## Written request
Pull out each line of the listing below that contains the word "photo", and copy those lines.

::: Task inputs

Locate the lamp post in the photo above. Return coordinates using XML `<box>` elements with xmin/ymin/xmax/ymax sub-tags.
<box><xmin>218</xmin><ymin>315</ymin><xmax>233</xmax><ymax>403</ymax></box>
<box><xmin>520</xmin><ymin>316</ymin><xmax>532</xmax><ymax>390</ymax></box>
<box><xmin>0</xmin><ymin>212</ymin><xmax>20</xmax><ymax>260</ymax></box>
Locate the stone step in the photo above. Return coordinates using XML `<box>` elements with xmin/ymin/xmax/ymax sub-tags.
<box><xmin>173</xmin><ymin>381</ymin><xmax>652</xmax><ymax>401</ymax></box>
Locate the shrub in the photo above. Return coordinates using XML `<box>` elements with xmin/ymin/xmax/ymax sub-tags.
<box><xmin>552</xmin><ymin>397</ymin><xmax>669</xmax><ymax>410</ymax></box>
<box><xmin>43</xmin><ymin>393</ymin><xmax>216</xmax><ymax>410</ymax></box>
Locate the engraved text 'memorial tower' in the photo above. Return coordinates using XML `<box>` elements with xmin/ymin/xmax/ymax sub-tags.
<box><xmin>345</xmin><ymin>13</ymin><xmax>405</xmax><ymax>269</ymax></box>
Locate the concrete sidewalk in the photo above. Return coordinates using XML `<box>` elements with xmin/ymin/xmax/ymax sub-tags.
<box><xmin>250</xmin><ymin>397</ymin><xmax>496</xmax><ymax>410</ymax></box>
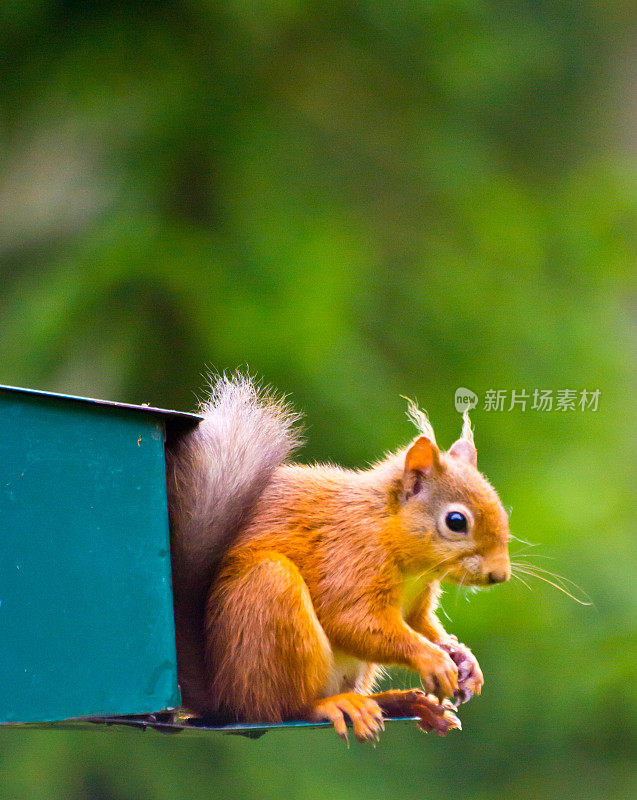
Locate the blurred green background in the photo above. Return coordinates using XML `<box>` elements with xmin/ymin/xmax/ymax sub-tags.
<box><xmin>0</xmin><ymin>0</ymin><xmax>637</xmax><ymax>800</ymax></box>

::::::

## Final result
Locate the lamp post in the photo above. Return coordinates using XML `<box>` elements with xmin/ymin/xmax/ymax sub-tags.
Locate the stone step in the photo above. Return coordinates using XML `<box>` elements with xmin/ymin/xmax/ymax sub-tags.
Locate the shrub in the photo above. Return coordinates using XML `<box>` elements with xmin/ymin/xmax/ymax sub-tags.
Locate the engraved text 'memorial tower' in the photo above. Return coordinates using XML `<box>` elements with xmin/ymin/xmax/ymax sub-tags.
Locate the concrete sidewalk in the photo above. Return coordinates using XML `<box>` elements with xmin/ymin/xmax/ymax sub-tags.
Locate the blurred green background in the photo above. Return coordinates using XML `<box>` elements with xmin/ymin/xmax/ymax sub-tags.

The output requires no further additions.